PROBLEM DESCRIPTION: Copy the lines below, word for word, from the first through the line containing "Target: church apse". Leave the pictures out.
*** Opening of ENTRIES SUPPLIED ***
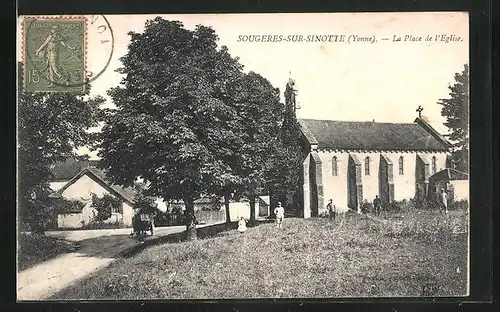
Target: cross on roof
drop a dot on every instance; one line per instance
(419, 110)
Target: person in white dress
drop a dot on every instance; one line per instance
(242, 225)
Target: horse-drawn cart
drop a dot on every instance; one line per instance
(142, 224)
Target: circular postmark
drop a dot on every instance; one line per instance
(65, 53)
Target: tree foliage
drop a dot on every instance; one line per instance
(456, 110)
(257, 104)
(172, 117)
(51, 126)
(105, 206)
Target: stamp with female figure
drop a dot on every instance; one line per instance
(54, 54)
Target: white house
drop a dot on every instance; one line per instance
(90, 181)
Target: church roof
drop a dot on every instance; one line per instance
(65, 170)
(449, 174)
(358, 135)
(99, 176)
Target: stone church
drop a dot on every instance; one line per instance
(351, 162)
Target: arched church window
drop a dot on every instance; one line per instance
(401, 165)
(334, 166)
(367, 165)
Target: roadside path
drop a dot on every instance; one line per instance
(98, 249)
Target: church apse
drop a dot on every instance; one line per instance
(316, 184)
(386, 180)
(354, 183)
(422, 174)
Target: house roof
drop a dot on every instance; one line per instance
(449, 174)
(356, 135)
(66, 170)
(99, 176)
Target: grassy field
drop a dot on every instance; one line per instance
(34, 249)
(405, 254)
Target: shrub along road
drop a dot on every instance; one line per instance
(98, 248)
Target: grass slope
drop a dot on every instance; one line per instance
(409, 254)
(34, 249)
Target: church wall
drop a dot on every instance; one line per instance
(404, 184)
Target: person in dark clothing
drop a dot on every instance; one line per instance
(376, 204)
(331, 209)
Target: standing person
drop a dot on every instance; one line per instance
(242, 225)
(332, 211)
(444, 200)
(280, 215)
(376, 204)
(51, 47)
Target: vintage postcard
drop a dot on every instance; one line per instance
(239, 156)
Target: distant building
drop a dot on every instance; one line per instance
(351, 162)
(90, 181)
(64, 171)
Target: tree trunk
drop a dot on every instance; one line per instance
(252, 210)
(37, 224)
(190, 220)
(226, 205)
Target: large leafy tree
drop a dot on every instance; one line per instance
(456, 110)
(258, 106)
(51, 126)
(173, 125)
(283, 169)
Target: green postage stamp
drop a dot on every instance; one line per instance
(54, 54)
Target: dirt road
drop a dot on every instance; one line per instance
(98, 249)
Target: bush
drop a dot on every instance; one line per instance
(98, 225)
(366, 207)
(324, 214)
(103, 206)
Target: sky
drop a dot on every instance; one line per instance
(365, 80)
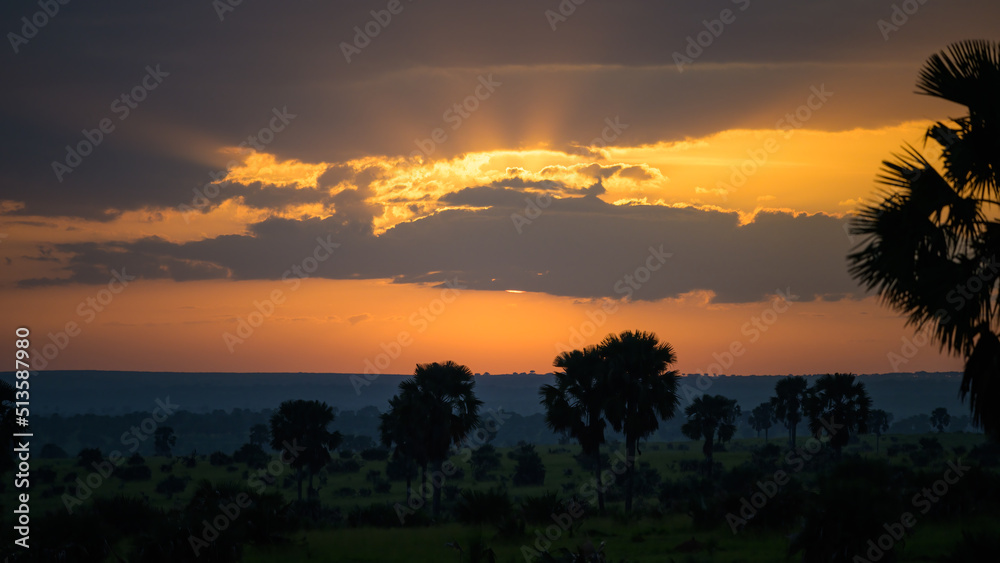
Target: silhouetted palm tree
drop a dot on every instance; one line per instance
(762, 418)
(575, 404)
(303, 424)
(839, 406)
(878, 423)
(641, 390)
(710, 417)
(790, 392)
(930, 246)
(448, 410)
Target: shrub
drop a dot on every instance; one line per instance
(529, 469)
(219, 459)
(171, 485)
(375, 454)
(134, 473)
(52, 451)
(484, 507)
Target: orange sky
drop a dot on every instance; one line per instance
(544, 174)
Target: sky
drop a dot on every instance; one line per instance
(357, 186)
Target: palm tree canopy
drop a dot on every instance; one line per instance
(790, 392)
(304, 424)
(838, 399)
(711, 416)
(762, 416)
(928, 248)
(643, 389)
(575, 403)
(442, 400)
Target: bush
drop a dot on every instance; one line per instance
(220, 459)
(252, 455)
(539, 510)
(385, 516)
(399, 467)
(483, 460)
(375, 454)
(171, 485)
(45, 475)
(529, 469)
(88, 457)
(134, 473)
(52, 451)
(344, 466)
(484, 507)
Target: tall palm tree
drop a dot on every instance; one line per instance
(929, 247)
(762, 418)
(711, 417)
(300, 430)
(641, 390)
(398, 427)
(447, 409)
(839, 406)
(575, 403)
(790, 392)
(878, 423)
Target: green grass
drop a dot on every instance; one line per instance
(641, 540)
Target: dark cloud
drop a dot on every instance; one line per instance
(582, 247)
(608, 59)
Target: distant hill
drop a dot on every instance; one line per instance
(115, 392)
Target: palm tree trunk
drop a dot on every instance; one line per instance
(630, 445)
(792, 430)
(600, 485)
(708, 450)
(437, 489)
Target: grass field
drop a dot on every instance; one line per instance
(648, 537)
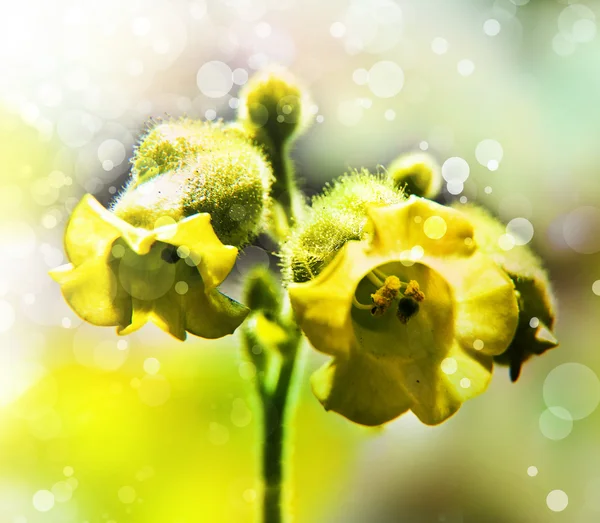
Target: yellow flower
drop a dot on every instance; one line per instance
(449, 311)
(125, 276)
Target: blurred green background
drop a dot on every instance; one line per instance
(145, 429)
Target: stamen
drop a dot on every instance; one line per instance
(361, 306)
(413, 291)
(375, 280)
(407, 308)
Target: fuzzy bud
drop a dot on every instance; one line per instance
(416, 173)
(184, 168)
(272, 103)
(336, 217)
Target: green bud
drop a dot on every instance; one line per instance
(273, 111)
(263, 292)
(272, 103)
(336, 217)
(169, 145)
(537, 305)
(185, 168)
(416, 173)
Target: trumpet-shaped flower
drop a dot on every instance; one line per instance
(125, 276)
(413, 315)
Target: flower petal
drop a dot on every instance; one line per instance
(438, 230)
(88, 233)
(93, 292)
(213, 259)
(210, 314)
(361, 388)
(486, 306)
(438, 387)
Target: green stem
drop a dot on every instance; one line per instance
(275, 410)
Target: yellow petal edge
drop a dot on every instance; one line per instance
(94, 288)
(435, 362)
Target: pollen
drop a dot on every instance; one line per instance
(385, 295)
(413, 291)
(407, 308)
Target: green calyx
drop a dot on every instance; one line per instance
(273, 112)
(272, 106)
(416, 173)
(263, 291)
(537, 305)
(337, 216)
(184, 168)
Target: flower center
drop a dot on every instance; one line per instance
(388, 290)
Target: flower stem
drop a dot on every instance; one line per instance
(276, 407)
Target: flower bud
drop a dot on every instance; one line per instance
(336, 217)
(537, 305)
(416, 173)
(185, 168)
(272, 103)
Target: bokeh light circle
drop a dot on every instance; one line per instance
(574, 388)
(557, 500)
(555, 423)
(487, 151)
(386, 79)
(215, 79)
(521, 230)
(455, 169)
(581, 230)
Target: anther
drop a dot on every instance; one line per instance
(407, 308)
(385, 295)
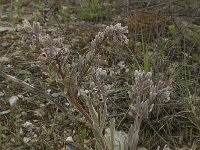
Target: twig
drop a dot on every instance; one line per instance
(40, 92)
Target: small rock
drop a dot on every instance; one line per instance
(13, 100)
(2, 94)
(26, 139)
(69, 139)
(55, 95)
(5, 112)
(5, 29)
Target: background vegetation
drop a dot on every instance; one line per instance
(164, 38)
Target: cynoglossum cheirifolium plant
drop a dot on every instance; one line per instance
(71, 74)
(144, 95)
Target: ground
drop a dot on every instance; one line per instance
(163, 38)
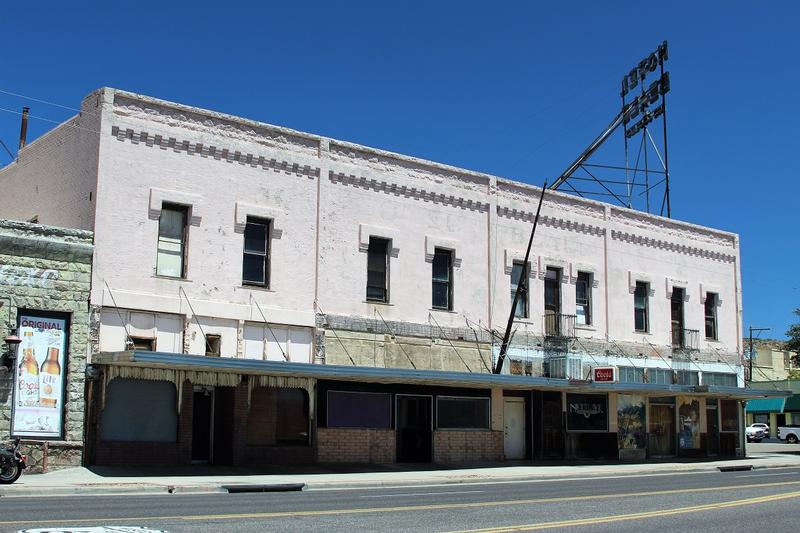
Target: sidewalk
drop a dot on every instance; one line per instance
(107, 481)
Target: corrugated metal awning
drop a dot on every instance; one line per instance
(442, 378)
(766, 405)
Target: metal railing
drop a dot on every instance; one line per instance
(559, 325)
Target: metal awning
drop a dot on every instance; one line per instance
(250, 367)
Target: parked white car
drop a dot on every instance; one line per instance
(755, 433)
(790, 434)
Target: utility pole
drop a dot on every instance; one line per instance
(752, 329)
(522, 288)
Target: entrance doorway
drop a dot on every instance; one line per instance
(414, 429)
(712, 420)
(202, 416)
(514, 428)
(552, 426)
(224, 403)
(662, 429)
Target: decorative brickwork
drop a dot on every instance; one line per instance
(374, 446)
(408, 192)
(220, 154)
(466, 446)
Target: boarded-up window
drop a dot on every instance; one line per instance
(462, 413)
(275, 341)
(277, 416)
(140, 410)
(359, 410)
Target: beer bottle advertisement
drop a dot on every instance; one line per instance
(39, 377)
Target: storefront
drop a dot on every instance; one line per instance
(243, 412)
(44, 294)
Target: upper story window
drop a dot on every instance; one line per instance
(679, 336)
(583, 299)
(213, 345)
(442, 295)
(711, 315)
(171, 260)
(687, 377)
(378, 270)
(518, 270)
(631, 374)
(255, 264)
(641, 319)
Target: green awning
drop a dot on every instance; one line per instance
(767, 405)
(792, 403)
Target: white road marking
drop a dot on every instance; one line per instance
(421, 494)
(765, 475)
*** Close of ENTRIES SUPPLIED ***
RESPONSE BOX:
Target: cross on roof
drop a dot on every instance; one line per instance
(419, 110)
Target: person in white dress
drop a dot on every instance; one line per instance
(242, 225)
Target: horse-drawn cart
drop a dot on every instance; one line per instance
(142, 224)
Target: circular postmark
drop a dot on every instance; one line per instance
(65, 53)
Target: tree foliage
drop a dot on every instance; one line per instance
(456, 110)
(257, 104)
(172, 117)
(51, 126)
(105, 206)
Target: stamp with female figure
drop a dot on every instance; one line per instance
(54, 54)
Target: white house
drop a dot on every instance; one line per instance
(90, 181)
Target: church roof
drop a dot on every instance; one line per instance
(65, 170)
(449, 174)
(358, 135)
(99, 176)
Target: stone church
drop a dot on every instance; one line per instance
(351, 162)
Target: arched church window
drop a dot on every instance; one line per instance
(401, 165)
(334, 166)
(367, 165)
Target: roadside path
drop a dot on every instance; one line per instance
(98, 249)
Target: church apse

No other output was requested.